Tasks to complete
a: In the knee injury post, rewrite the part from "While I'm on" to "to keep going.", switching "Oak Ridge" to "the trip".
b: Answer these from the knee injury post:
(i) What weight barrier has the writer gotten down to?
(ii) How many pounds did the writer's friend drop when his uppers were pulled?
(iii) Along with an Android tablet, what device does the writer use while confined to bed?
c: Extend the knee injury post by continuing it after its last sentence.

Given passage
--*--

This morning, the only thing I needed help with was putting the sock on the 'bad' leg's foot.
While I'm on the mend today, I figure another two or three days of staying off the leg are in order, so I've got to push back Oak Ridge to next Wednesday... --- One thing good about excruciating pain is you don't feel like eating. I have managed to get down to the 200 pound barrier and if the swelling ever goes down, I figure I'll be well under it. And as long as I'm dieting, no reason not to keep going.
A friend of mine found that having teeth pulled (to get ready for chompers) worked marvels in weight-loss, too. He dropped 35 pounds when his uppers were pulled. This getting older stuff ain't for sissies. --- The healthy foods (no red meat, no alcohol, nothing fried, lots of fluids, plenty of veggies and V-8 juice and so forth) has elevated my thinking to a new level of clarity. I'm expecting enlightenment just any minute now. --- Thanks to new technology, being confined to bed is much neater than it used to be. Once upon a time, spending that much time in bed would have resulted in a small library being brought it, along with a rack of electronics. Now, an Android tablet to keep tabs on this & thats online and a stuffed-to-the-gills Kindle Reader and presto! No mess. --- Ill health is not something I talk about often but it's a fact of life but how you deal with it is a matter of choice. Other than the lesson "Ice knee immediately like Elaine suggested immediately when kneecap is shoved toward foot..." I have not idea what the Lesson of Life is that's hidden in all this; we all call events into our lives according to some script that we don't get to look at directly.
Maybe my lesson something real simple and obvious like: "You don't get to have fun all the time, Ure."

--*--

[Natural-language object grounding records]
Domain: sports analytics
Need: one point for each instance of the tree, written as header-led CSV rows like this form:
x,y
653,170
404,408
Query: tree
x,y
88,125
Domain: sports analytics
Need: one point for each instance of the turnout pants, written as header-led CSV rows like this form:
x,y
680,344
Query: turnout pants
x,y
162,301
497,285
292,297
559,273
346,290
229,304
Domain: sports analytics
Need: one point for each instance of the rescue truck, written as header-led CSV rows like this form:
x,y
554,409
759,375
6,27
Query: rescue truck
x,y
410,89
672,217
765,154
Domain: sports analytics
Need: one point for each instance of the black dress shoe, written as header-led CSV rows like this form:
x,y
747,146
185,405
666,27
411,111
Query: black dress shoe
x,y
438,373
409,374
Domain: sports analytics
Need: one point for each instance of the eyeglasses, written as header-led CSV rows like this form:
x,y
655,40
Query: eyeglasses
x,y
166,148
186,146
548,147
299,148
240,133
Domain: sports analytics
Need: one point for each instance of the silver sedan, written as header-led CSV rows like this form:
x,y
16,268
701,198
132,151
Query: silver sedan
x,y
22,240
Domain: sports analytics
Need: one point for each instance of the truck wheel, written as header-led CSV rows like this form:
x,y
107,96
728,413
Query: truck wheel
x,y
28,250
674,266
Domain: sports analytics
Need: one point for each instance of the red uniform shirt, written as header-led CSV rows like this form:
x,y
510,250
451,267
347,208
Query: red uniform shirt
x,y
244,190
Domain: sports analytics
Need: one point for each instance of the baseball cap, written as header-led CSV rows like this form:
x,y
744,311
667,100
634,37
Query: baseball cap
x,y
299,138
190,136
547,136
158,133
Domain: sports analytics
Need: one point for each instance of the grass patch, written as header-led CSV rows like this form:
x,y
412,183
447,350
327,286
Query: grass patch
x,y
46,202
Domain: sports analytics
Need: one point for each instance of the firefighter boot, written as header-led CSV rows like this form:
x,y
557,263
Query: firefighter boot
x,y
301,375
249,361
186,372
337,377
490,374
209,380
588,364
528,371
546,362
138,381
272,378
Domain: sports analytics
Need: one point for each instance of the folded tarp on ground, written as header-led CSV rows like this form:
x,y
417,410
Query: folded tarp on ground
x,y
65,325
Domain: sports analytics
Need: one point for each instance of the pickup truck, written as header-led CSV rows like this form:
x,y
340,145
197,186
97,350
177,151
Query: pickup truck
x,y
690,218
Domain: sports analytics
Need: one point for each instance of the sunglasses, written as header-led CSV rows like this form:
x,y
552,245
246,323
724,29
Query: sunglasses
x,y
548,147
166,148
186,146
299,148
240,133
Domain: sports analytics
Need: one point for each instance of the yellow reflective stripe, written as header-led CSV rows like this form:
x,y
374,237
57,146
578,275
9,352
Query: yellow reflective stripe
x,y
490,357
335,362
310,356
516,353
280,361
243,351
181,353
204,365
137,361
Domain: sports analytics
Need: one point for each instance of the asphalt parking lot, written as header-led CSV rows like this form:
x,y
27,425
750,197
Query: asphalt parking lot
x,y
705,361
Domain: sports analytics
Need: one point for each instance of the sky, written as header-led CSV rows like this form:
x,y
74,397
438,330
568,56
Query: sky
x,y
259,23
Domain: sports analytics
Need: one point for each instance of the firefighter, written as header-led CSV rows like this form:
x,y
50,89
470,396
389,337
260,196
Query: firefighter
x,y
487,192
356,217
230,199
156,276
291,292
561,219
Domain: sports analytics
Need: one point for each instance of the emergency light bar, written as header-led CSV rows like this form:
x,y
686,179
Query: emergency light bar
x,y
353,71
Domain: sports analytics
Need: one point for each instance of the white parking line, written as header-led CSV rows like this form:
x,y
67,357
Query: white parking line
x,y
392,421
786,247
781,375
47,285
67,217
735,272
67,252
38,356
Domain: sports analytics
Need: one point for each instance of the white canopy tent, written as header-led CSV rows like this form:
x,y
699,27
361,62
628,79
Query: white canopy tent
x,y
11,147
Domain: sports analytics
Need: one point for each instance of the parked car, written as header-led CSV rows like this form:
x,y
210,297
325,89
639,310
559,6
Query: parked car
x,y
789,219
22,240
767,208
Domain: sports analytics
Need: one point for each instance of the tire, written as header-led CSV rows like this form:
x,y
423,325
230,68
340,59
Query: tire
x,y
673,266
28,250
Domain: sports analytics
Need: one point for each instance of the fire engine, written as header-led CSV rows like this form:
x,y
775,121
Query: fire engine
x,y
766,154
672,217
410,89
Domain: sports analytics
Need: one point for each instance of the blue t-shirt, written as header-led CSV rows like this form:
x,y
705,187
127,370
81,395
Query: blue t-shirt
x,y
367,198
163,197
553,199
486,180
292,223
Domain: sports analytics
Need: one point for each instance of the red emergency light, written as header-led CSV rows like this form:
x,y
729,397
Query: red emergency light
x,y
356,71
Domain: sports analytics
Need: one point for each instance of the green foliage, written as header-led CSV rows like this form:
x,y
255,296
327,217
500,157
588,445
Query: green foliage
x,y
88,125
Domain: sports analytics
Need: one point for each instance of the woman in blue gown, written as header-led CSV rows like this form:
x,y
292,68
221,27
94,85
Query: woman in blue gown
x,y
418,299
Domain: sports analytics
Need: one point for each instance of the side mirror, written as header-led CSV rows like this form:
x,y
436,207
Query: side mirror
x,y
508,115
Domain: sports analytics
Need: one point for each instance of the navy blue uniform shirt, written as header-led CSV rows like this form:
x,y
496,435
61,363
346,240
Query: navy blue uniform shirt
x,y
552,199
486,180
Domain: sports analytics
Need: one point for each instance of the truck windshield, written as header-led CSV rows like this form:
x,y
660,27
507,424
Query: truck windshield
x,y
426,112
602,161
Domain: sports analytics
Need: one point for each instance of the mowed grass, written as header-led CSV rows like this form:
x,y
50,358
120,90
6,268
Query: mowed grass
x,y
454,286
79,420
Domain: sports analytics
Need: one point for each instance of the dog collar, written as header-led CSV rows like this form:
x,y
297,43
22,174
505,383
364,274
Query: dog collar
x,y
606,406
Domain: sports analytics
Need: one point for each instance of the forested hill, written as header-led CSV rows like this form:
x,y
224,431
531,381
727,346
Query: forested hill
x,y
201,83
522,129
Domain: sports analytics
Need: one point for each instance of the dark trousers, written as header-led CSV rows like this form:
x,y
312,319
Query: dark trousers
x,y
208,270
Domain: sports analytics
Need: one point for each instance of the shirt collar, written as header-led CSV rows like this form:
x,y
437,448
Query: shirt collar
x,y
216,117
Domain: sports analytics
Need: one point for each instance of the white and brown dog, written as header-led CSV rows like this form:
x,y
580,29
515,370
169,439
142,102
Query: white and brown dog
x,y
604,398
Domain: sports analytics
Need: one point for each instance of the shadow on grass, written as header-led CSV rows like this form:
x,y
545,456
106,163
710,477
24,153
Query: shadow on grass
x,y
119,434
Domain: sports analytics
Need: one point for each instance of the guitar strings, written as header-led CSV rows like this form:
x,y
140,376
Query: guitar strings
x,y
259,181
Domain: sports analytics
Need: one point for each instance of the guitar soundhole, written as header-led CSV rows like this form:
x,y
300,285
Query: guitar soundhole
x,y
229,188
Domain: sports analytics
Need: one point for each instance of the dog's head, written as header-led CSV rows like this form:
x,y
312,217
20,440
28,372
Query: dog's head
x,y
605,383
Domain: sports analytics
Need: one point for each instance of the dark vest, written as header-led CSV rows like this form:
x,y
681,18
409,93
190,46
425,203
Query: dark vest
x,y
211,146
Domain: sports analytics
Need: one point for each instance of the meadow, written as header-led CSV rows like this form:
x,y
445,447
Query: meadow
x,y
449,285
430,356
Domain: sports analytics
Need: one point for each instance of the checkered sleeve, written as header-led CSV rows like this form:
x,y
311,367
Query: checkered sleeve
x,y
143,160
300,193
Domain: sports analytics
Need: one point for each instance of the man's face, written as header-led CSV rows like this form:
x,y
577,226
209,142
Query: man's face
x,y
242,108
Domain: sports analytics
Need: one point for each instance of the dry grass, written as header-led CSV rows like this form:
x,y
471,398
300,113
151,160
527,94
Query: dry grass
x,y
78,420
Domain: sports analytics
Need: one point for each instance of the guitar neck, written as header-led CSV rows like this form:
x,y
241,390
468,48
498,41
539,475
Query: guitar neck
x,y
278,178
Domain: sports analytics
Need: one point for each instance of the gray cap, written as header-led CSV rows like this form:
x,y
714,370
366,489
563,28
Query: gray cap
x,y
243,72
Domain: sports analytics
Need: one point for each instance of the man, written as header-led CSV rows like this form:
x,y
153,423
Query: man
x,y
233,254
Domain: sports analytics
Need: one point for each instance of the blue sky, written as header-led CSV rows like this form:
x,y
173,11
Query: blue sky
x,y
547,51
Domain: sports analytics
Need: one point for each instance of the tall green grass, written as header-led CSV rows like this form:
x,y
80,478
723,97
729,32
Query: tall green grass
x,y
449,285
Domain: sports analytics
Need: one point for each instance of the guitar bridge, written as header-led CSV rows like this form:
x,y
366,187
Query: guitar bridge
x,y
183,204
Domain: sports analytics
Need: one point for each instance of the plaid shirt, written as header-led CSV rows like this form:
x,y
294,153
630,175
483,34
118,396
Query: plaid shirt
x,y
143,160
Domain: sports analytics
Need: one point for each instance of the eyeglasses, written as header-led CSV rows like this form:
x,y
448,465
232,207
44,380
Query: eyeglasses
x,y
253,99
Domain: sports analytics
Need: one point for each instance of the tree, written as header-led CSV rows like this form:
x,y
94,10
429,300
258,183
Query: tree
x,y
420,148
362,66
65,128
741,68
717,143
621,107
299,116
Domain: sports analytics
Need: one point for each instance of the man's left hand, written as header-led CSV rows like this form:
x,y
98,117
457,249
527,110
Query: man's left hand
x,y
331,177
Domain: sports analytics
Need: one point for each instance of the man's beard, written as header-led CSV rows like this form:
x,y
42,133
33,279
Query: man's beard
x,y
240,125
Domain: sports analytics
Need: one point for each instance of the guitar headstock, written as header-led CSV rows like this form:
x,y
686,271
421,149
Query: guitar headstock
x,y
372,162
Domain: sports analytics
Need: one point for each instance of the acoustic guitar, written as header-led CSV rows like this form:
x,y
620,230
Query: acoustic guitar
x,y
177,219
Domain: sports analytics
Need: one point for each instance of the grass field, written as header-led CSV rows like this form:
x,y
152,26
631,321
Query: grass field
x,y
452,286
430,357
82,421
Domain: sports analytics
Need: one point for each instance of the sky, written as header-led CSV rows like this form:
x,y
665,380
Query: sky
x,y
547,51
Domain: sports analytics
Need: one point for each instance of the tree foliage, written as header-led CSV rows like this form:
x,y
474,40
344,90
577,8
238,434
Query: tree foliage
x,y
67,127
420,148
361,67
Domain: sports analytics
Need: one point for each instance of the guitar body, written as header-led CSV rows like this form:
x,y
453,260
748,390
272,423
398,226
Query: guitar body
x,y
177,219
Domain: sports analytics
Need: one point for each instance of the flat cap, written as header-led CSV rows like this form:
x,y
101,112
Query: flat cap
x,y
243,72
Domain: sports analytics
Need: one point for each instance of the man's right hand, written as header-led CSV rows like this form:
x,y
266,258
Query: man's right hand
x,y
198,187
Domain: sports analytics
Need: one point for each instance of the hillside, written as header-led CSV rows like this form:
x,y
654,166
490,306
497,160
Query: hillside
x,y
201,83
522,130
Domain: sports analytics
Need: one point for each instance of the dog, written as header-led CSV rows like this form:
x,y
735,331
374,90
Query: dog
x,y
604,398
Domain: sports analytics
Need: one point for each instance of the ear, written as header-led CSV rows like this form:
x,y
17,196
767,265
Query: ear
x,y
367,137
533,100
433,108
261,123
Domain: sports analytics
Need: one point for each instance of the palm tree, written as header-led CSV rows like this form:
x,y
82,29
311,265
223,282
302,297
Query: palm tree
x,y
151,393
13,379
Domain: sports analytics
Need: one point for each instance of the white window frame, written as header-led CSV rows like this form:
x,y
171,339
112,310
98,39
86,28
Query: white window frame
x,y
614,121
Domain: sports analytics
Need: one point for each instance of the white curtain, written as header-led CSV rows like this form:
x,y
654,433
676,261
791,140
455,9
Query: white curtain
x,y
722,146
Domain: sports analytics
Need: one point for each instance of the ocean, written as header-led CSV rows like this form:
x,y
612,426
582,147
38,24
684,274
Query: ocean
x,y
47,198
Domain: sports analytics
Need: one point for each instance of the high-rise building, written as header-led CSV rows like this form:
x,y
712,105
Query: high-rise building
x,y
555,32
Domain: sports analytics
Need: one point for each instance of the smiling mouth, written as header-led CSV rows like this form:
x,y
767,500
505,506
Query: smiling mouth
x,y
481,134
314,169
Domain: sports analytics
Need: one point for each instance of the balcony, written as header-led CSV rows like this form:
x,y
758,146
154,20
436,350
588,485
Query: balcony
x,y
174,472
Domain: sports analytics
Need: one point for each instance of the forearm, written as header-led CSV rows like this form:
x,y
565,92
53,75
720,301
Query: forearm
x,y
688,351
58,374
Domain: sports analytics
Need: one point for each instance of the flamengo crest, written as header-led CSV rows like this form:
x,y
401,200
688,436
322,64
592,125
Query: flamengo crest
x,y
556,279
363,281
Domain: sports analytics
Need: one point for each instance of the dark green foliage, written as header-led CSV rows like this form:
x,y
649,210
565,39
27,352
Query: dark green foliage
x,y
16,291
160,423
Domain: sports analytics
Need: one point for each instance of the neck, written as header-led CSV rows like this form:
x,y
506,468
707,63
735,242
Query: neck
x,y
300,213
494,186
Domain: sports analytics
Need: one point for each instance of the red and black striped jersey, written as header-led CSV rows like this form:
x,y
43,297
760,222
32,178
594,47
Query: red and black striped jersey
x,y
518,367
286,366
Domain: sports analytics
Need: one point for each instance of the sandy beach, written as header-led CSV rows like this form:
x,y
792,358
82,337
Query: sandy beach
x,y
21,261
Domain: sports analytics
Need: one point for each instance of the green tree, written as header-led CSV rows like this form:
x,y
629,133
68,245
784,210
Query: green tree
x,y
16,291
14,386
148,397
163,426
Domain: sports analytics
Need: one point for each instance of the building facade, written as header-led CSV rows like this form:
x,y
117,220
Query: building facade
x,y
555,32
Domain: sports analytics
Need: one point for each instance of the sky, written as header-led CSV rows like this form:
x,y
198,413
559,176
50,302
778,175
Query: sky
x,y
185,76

--*--

Answers by item number
a:
While I'm on the mend today, I figure another two or three days of staying off the leg are in order, so I've got to push back the trip to next Wednesday... --- One thing good about excruciating pain is you don't feel like eating. I have managed to get down to the 200 pound barrier and if the swelling ever goes down, I figure I'll be well under it. And as long as I'm dieting, no reason not to keep going.

b:
(i) The 200 pound barrier.
(ii) 35 pounds.
(iii) A Kindle Reader.

c:
So as soon as this morning's column is posted, I'm going to hit the shower, lay down again, and convince myself that gout really is fun. --- Word this morning that scientists in the UK are going to market with a new DNA test that will tell you how long you have to live ($565 roughly) would sure take a lot of the adventure out of life. Half the fun is not knowing when exit time comes up, or to put it another way: If you could know the exact moment of your death, would you really want to know?
Growing Pains Since we're getting close to the Geiger-counter-when-shopping period, this is of note: I got a note from Rhone at Everlasting Seeds which is of interest:
Something of note (having used Everlasting Seeds and others). Not a problem with Rhone's seeds, but wow, some of the store-bought seeds sure seem to have rotten germination rates this year. Coincidence? I dunno...
Before the chart, a little background: Once upon a time, a long while ago, I observed during my quest for 'truth' in economics, that the PowersThatBe, the talking heads on the teeve, and the other information sources that actively engage in the programming of humans not to think, had conveniently swept several trillions of dollars that disappeared in the Internet Bubble's bursting (since spring 2000) under the rug. Surely, it wasn't unnoticed by the thousands of people who called brokers and said "Where is my money?" "Gone, but hang in there as you're a long term investor!" was about all they heard back.
So one of our charts for Peoplenomics subscribers oughta be widely circulated - it shows that if you line up the peak of the Dow in January 2000 with the peak in early September of 1929, we're on a very very close replay track. Much closer than even the chart shows if you were to back out inflation, and put in the effects of 1929 deflation, but that'd be real work, and I'm sort of lazy if the truth be told.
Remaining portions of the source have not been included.